— Exercise task —
In the notebook on periods in OpenFisca below, restate the paragraph beginning "A simulation's variable is calculated" as one shorter sentence that keeps its main facts.

— Given passage —
This notebook aim to show easily how periods work in OpenFisca.
We need to initialize a simulation.
from openfisca_france import FranceTaxBenefitSystem
tax_benefit_system = FranceTaxBenefitSystem()
scenario = tax_benefit_system.new_scenario()
scenario.init_single_entity(
period = 2015,
parent1 = dict(
age = 30,
salaire_de_base = 50000,
),
enfants = [
dict(age = 12),
dict(age = 18),
],
)
simulation = scenario.new_simulation()
A simulation's variable is calculated for a specific period.
This specific time interval have to be given when calling a variable to avoid computation problem.
Some variables are computed over the month.
For exemple the variable allocation familiales
.
If called on an annual basis, an error is displayed :
simulation.calculate('af', '2015')
AssertionErrorTraceback (most recent call last) <ipython-input-2-8a82c7f215b6> in <module>() ----> 1 simulation.calculate('af', '2015') /home/notebook/virtualenvs/openfisca/local/lib/python2.7/site-packages/openfisca_core/simulations.pyc in calculate(self, column_name, period, **parameters) 72 if period is None: 73 period = self.period ---> 74 return self.compute(column_name, period = period, **parameters).array 75 76 def calculate_add(self, column_name, period = None, **parameters): /home/notebook/virtualenvs/openfisca/local/lib/python2.7/site-packages/openfisca_core/simulations.pyc in compute(self, column_name, period, **parameters) 157 caller_input_variables_infos.append(variable_infos) 158 holder = self.get_or_new_holder(column_name) --> 159 result = holder.compute(period = period, **parameters) 160 if print_trace: 161 self.print_trace(variable_name=column_name, period=period, **print_trace_kwargs) /home/notebook/virtualenvs/openfisca/local/lib/python2.7/site-packages/openfisca_core/holders.pyc in compute(self, period, **parameters) 140 assert accept_other_period or formula_dated_holder.period == period, \ 141 "Requested period {} differs from {} returned by variable {}".format(period, --> 142 formula_dated_holder.period, column.name) 143 return formula_dated_holder 144 array = np.empty(entity.count, dtype = column.dtype) AssertionError: Requested period 2015 differs from 2015-01 returned by variable af
This assertion error :
"Requested period 2015 differs from 2015-01 returned by variable af
"
means exactly the fact that af
are computed for a month, therefore the variable returned value for 2015-01
.
But when called on its period (monthly), the result of the variable's formula will be returned
simulation.calculate('af', '2015-01') #calculate variable af for January 2015
array([ 129.99000549], dtype=float32)
Other formulas only works on a annual basis, thus a monthly call will not work, e.g irpp (impôt sur le revenu) :
simulation.calculate('irpp', '2015-01')

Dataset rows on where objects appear
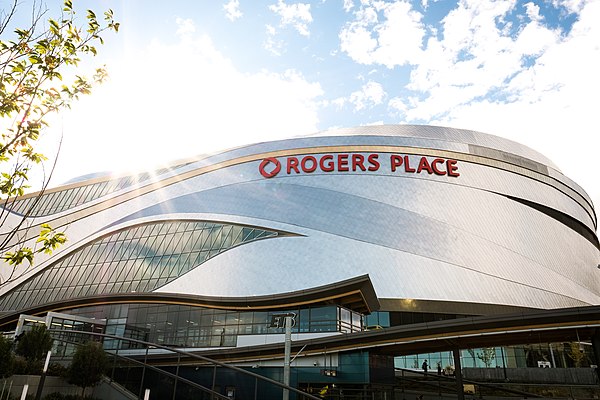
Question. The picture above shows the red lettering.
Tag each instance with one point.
(373, 161)
(343, 162)
(424, 165)
(434, 166)
(395, 161)
(313, 166)
(407, 167)
(452, 168)
(358, 160)
(326, 163)
(292, 164)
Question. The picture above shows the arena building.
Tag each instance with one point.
(364, 227)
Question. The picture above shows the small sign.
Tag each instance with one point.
(278, 320)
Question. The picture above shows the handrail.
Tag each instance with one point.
(192, 355)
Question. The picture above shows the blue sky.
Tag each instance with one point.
(191, 77)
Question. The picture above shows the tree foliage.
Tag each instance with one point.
(34, 344)
(33, 85)
(88, 366)
(487, 355)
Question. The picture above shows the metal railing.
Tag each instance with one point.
(122, 363)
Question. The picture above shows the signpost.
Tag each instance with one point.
(285, 320)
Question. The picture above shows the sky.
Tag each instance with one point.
(194, 77)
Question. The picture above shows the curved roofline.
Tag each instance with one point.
(442, 133)
(355, 293)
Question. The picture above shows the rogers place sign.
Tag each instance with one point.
(354, 162)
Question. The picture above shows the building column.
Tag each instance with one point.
(460, 394)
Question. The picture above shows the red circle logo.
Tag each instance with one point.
(273, 171)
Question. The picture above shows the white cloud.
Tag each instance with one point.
(297, 15)
(185, 26)
(348, 5)
(370, 94)
(551, 108)
(166, 102)
(394, 41)
(474, 58)
(232, 10)
(271, 44)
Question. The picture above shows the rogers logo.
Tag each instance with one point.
(273, 172)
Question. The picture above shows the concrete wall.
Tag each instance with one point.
(105, 390)
(582, 376)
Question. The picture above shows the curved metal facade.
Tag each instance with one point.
(432, 215)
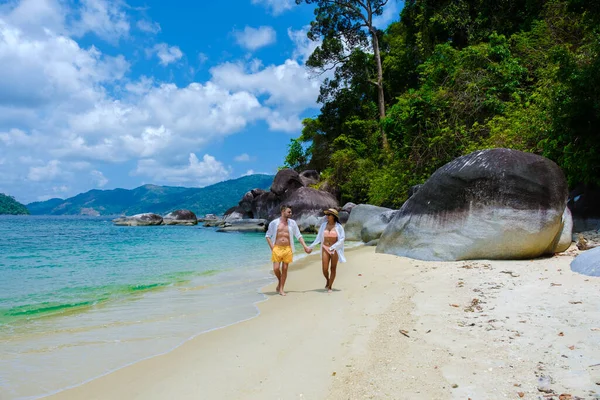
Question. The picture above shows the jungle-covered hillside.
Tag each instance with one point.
(455, 76)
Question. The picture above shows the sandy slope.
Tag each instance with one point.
(395, 329)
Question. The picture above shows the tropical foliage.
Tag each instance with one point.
(460, 75)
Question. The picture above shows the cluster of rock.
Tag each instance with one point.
(257, 207)
(177, 217)
(490, 204)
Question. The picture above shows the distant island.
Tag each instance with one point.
(9, 206)
(213, 199)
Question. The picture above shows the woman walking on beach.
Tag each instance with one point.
(331, 236)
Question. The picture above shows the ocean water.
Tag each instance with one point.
(80, 297)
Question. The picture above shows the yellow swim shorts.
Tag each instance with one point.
(282, 254)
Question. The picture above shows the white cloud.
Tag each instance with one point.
(99, 178)
(36, 72)
(167, 54)
(242, 158)
(202, 173)
(106, 19)
(36, 16)
(276, 6)
(64, 107)
(148, 26)
(202, 58)
(255, 38)
(288, 86)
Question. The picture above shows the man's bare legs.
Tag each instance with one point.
(283, 278)
(280, 272)
(277, 273)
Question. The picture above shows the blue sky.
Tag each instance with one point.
(98, 94)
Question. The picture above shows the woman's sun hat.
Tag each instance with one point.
(331, 211)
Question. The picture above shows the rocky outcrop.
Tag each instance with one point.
(289, 188)
(359, 217)
(490, 204)
(587, 263)
(309, 177)
(584, 203)
(307, 206)
(146, 219)
(180, 217)
(344, 212)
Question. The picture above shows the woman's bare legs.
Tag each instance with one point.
(325, 256)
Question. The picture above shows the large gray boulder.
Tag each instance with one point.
(490, 204)
(374, 227)
(289, 188)
(146, 219)
(566, 237)
(180, 217)
(358, 218)
(587, 263)
(286, 180)
(266, 205)
(309, 177)
(307, 207)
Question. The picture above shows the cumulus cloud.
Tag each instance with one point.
(201, 173)
(276, 6)
(287, 86)
(63, 107)
(148, 26)
(255, 38)
(36, 72)
(107, 19)
(166, 54)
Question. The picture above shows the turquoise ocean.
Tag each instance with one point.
(81, 297)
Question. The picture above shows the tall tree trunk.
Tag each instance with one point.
(380, 97)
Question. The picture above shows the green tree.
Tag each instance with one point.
(343, 25)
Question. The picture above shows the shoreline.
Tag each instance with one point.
(392, 328)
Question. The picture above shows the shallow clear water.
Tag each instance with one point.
(80, 297)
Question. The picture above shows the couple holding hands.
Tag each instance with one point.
(280, 236)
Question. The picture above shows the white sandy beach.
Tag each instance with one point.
(394, 328)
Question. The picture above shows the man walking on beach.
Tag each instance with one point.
(280, 238)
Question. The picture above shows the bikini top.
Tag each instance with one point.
(332, 234)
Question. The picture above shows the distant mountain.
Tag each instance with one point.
(214, 199)
(8, 205)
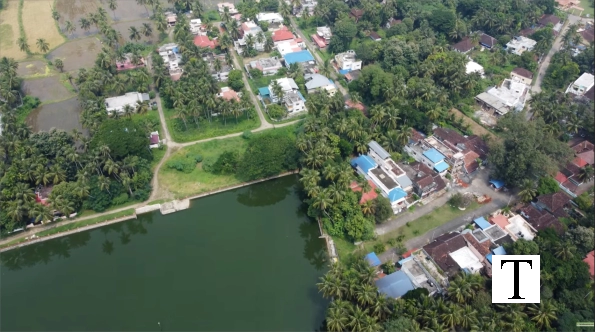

— Reply to the task —
Each simulation variable is calculated for a specific period, which must be given when the variable is called to avoid computation problems.